This task is to restate all of the entries exactly.

-- EXERCISE MATERIAL follows --

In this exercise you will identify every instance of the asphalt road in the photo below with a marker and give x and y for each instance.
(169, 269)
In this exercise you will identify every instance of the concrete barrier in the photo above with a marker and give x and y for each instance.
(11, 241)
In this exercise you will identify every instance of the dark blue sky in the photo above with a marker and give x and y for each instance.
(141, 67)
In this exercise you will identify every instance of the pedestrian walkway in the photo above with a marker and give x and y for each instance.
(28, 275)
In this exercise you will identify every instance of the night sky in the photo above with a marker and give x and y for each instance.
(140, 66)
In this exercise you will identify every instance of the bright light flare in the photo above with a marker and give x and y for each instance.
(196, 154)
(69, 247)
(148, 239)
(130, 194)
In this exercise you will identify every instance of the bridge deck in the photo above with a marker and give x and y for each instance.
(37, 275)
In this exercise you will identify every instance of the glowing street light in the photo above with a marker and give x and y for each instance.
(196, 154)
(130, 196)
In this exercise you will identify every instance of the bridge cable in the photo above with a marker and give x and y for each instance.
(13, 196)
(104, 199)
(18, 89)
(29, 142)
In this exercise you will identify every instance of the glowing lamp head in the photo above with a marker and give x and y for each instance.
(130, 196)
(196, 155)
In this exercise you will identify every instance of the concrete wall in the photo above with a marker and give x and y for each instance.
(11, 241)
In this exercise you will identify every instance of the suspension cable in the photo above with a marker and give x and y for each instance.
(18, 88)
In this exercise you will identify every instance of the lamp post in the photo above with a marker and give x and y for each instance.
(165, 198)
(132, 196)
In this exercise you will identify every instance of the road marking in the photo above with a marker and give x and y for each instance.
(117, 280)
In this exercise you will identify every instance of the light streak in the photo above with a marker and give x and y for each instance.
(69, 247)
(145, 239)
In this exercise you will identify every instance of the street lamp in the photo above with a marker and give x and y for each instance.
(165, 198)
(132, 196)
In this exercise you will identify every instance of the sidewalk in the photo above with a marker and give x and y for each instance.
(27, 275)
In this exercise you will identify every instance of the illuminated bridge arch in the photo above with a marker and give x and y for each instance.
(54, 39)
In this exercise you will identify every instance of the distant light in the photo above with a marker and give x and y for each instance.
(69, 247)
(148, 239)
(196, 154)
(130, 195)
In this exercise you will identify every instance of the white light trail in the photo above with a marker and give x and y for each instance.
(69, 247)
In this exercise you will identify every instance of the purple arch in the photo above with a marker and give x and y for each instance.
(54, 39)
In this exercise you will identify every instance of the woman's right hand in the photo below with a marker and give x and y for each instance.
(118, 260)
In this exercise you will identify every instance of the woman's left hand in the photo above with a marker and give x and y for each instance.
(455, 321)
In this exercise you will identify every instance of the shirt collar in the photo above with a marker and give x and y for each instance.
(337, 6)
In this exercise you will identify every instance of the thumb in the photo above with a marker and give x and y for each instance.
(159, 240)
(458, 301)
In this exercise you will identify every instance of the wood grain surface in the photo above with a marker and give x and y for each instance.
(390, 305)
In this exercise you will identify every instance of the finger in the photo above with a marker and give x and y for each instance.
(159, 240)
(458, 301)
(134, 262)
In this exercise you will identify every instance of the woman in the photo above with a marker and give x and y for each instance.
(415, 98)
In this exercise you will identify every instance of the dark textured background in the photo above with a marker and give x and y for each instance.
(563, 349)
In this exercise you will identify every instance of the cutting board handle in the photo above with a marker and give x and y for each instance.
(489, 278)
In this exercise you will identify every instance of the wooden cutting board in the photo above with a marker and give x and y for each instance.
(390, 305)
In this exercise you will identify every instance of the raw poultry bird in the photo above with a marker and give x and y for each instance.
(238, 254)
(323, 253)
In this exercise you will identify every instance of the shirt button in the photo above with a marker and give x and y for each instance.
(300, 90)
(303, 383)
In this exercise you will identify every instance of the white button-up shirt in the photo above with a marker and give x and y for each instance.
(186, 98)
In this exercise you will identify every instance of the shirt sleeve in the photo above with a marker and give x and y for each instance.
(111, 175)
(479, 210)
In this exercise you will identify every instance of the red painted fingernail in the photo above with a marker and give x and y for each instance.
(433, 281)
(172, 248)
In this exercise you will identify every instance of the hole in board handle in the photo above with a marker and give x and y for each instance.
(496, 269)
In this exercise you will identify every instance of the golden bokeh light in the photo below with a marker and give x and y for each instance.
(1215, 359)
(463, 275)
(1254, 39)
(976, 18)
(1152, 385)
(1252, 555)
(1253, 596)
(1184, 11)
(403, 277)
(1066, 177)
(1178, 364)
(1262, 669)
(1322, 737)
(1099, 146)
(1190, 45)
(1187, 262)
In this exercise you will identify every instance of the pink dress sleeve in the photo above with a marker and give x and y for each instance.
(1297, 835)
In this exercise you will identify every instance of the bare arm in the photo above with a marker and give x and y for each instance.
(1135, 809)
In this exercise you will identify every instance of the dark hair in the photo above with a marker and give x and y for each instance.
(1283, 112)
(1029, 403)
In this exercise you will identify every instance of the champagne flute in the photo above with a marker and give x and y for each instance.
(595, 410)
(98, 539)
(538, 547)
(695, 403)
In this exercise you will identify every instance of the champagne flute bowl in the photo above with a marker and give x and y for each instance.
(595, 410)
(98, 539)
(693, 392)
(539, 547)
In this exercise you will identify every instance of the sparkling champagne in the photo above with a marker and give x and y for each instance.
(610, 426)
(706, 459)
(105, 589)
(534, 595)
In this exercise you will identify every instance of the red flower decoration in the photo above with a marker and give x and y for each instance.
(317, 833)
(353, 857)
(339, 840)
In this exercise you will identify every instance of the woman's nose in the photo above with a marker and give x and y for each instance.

-- EXERCISE MATERIAL concluded --

EXERCISE SOLUTION:
In this exercise you will identify every instance of the asphalt road in the photo below with a marker and give x and y for each instance.
(169, 269)
In this exercise you will identify every instance of the concrete barrier in the photo above with a marker and give x and y for each instance.
(11, 241)
In this exercise you will identify every instance of the dark blue sky in the photo above with a marker and give x and y for each instance.
(141, 67)
In this exercise you will identify every instance of the pedestrian walkway in the photo above with a marker and give x and y for each instance.
(28, 275)
In this exercise you will identify every instance of the night sky in the photo above with a marker and give x and y for each instance.
(140, 66)
In this exercise you will identify every instance of the bright light flare in the photo above with a marker and give x and y for each instance.
(196, 154)
(69, 247)
(148, 239)
(130, 194)
In this exercise you will identify every instance of the bridge deck in the photo above with a marker and give x and y for each instance.
(37, 275)
In this exercise you will identify every instance of the glowing street light in the photo above with a marker and give x and y for each instance.
(196, 154)
(130, 196)
In this exercise you will identify every instance of the bridge cable in the photo above with a marker and give x and y for each instance.
(13, 196)
(104, 199)
(18, 89)
(29, 142)
In this exercise you will identify every instance of the glowing lamp head in the photo above with a marker and give x and y for each instance.
(130, 196)
(196, 155)
In this exercise you will identify every instance of the concrete wall in the photo above with a marker and give x and y for each instance.
(11, 241)
In this exercise you will identify every instance of the suspension cable in the photo above with a marker and give x and y for each instance.
(18, 88)
In this exercise you will identify every instance of the lamp post in the photo above with a marker and give x and y for each instance.
(165, 198)
(132, 196)
In this exercise you will identify every instance of the road marking in the photo above with a marker and give x and y for each instance.
(117, 280)
In this exercise you will identify every instance of the light streak in the photo above with a marker and give x and y for each instance.
(69, 247)
(145, 239)
In this exercise you will identify every instance of the street lamp in the photo above with a marker and give x and y for each instance.
(165, 198)
(132, 196)
In this exercise you will identify every instance of the sidewalk in the photo above with a marker and give x and y for each instance.
(27, 275)
In this exercise you will identify every instance of the illuminated bridge arch in the photo above with a marker and give x and y for each instance.
(54, 39)
In this exercise you will identify every instance of the distant light in the photo above with a marker and give x and y for each instance.
(69, 247)
(148, 239)
(196, 154)
(130, 195)
In this exercise you will identify every instance of the white light trail in the photo above with a marker and give x and y for each instance.
(69, 247)
In this exercise you will identify every instance of the purple arch in the photo above with a marker and give x and y for each instance.
(54, 39)
In this exercise you will identify every instance of the woman's right hand in the photo below with a marker and give x and y for each instance.
(118, 260)
In this exercise you will identify every instance of the woman's left hand in the photo above with a marker and give x and y for each instance.
(455, 321)
In this exercise you will identify every instance of the shirt collar in the photo above with a marker and give x and y for each instance.
(337, 6)
In this exercise you will identify every instance of the thumb in the photo above with a marker and give x and y for each instance.
(159, 240)
(458, 301)
In this exercise you will identify every instance of the wood grain surface in the photo above with a marker and give x and y for each instance.
(390, 305)
In this exercise you will identify every instance of the finger in the photo above with a marker and give x and y for each instance.
(159, 240)
(458, 301)
(134, 262)
In this exercise you will identify every instance of the woman in the photo above with a marker and give x and y for each instance.
(415, 98)
In this exercise you will identify every instance of the dark textured background in the photo above with a marker and give x and y for each instance.
(563, 349)
In this exercise you will identify every instance of the cutting board handle in the photo above with a marker and give x and y for each instance.
(489, 278)
In this exercise you will identify every instance of the wooden cutting board in the photo above with a marker and give x and y for each instance.
(390, 305)
In this exercise you will identify every instance of the raw poultry bird in the photo above with a marker and give x and y for each instance.
(238, 254)
(323, 253)
In this exercise you will identify every instance of the shirt button in the photo above with a marker and give x and y for each instance.
(300, 90)
(303, 383)
In this exercise you will identify every instance of the white button-up shirt in the photo above with a marker and give x and y for each instance.
(186, 98)
In this exercise you will identify every instance of the shirt sleeve in the photo above with a marker and give x and y for each instance.
(111, 175)
(479, 210)
In this exercise you will identify every instance of the red painted fingernail in the photo above with a marker and give x and y for each instance.
(433, 281)
(172, 248)
In this exercise you will identify every instance of the hole in board handle in the photo above with a marker and give x and y for each instance.
(496, 269)
In this exercise you will identify every instance of the golden bokeh light in the photo below with a marker and give x and y for each instance.
(1215, 359)
(463, 275)
(1254, 39)
(976, 18)
(1152, 385)
(1252, 555)
(1253, 596)
(1184, 11)
(403, 277)
(1066, 177)
(1178, 364)
(1262, 669)
(1322, 737)
(1099, 146)
(1190, 45)
(1187, 262)
In this exercise you will identify every instance of the pink dress sleeve in the photo above with a marker and give x and y for each instance.
(1297, 835)
In this exercise you will identify every instance of the bare arm in the photo above with a marker and give x and y for each instance.
(1135, 809)
In this exercise you will identify every instance of the dark hair in the photo above with a marker and give x and y for each instance.
(1283, 112)
(1029, 403)
In this exercise you will identify every instance of the champagne flute in the photo above with a marker and give x and y for each instance.
(595, 410)
(98, 539)
(538, 547)
(695, 403)
In this exercise you will identify every instance of the champagne flute bowl in the photo above with a marker and give x and y for each instance.
(595, 410)
(98, 539)
(693, 392)
(539, 547)
In this exercise you will identify every instance of the sparkling champagne in the photo above with a marker and give x and y for each instance.
(610, 426)
(706, 459)
(105, 589)
(534, 595)
In this exercise you will identify every instance of the red flower decoration in the photo above with a marker and give x and y for each instance.
(317, 833)
(353, 857)
(339, 840)
In this exercise you will identify every instance of the woman's nose in the photo above with a marker and give x and y for each instance.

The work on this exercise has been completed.